* [WRITTEN REQUEST]: Reproduce each of the following items word for word, without any alteration.

[Items from a data source]
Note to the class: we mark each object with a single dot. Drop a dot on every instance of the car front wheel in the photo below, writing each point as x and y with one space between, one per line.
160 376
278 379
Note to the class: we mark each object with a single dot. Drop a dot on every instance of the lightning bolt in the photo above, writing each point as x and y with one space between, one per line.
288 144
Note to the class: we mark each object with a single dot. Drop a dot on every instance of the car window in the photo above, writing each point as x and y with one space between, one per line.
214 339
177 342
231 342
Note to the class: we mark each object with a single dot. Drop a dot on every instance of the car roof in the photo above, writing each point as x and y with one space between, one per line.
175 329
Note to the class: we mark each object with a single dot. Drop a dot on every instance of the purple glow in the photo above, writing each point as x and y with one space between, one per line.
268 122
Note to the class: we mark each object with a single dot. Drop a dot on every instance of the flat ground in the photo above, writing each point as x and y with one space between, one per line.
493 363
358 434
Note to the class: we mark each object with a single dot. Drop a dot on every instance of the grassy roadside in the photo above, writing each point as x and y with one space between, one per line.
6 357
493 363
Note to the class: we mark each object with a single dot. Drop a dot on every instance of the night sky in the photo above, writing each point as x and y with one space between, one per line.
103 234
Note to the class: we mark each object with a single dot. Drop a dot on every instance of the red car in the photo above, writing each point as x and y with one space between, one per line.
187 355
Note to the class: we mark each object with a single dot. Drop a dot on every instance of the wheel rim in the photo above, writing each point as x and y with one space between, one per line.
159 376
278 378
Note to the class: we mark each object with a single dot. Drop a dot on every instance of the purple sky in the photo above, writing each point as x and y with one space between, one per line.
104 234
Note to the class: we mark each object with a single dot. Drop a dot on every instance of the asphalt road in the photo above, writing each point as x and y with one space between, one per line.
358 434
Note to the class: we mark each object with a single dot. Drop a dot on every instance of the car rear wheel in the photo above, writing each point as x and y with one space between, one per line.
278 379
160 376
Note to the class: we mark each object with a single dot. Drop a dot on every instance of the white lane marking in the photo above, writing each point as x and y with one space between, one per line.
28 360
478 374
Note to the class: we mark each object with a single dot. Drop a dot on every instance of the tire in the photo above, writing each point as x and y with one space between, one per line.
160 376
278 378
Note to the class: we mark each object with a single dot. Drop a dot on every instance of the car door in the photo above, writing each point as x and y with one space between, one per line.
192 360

* [SOLUTION FOR THIS EXERCISE]:
Note to the class: we mark each object with a single dot. Drop a dot on every instance of the car front wheel in the photo below, writing each point as x and y with one space between, one per line.
160 376
278 379
Note to the class: we mark each object with a single dot. Drop a dot on every instance of the lightning bolt in the photo above, writing each point as x and y with one space between, one per line.
288 144
Note to the class: we mark each object with a single dot. Drop a dot on every instance of the car window in the photo above, writing each point as x and y with one space between, one per line.
214 339
177 342
231 342
Note to the class: we mark each object with a single dot. Drop a dot on every instance of the car roof in the photo above, writing each point as x and y with one space between, one per line.
175 329
Note to the class: we mark each object with a single dot. Drop a dot on every instance of the purple glow in the photo above, writing each point as x and y with one space between, one per line.
268 122
Note to the class: we mark each object with a single dot. Drop a dot on every instance of the flat ground in the photo above, writing each point as x and y with one space between, one per line.
493 363
358 434
Note to the class: we mark each object with a single dot. Drop a dot on every instance of the grassy roadside in the photo above, writing each point as x and y with one space between, one per line.
6 357
493 363
Note to the class: we mark each object with a single dot. Drop a dot on every instance of the night sky in the photo above, writing each point as x and y with one space between, one per line.
103 234
Note to the class: we mark each object with a single dot. Drop a dot on every instance of the red car in the photo above, writing each point as x and y with one space between, one per line.
187 355
Note to the class: we mark each object with a single dot. Drop a dot on every instance of the wheel rim in the photo above, writing each point as x and y with one space between, one per line.
159 376
278 378
Note to the class: we mark each object with a single dot. Drop a dot on every instance of the purple sky in the photo above, writing each point as x and y with one space between, one per line.
104 234
Note to the class: we mark each object with a single dot. Drop a dot on every instance of the asphalt road in the photo above, writing each point as x and y with one space between, one per line.
358 434
Note to the class: we mark each object with a single dot. Drop a dot on every instance of the car rear wheel in the photo above, writing each point as x and y with one space between, one per line.
278 379
160 376
Note to the class: we mark each object with a single dot. Drop a dot on every instance of the white lane marking in the photo above, writing each point as x and y with one space between, one per line.
28 360
478 374
Note to the class: we mark each object with a single dot. Drop a dot on every instance of the tire in the photo above, writing each point as x and y with one space between, one per line.
160 376
278 378
Note to the class: we mark each object with a single dot. Drop a dot on every instance of the car door in the photo above, writing each point as x and y with one space between, one per line.
192 360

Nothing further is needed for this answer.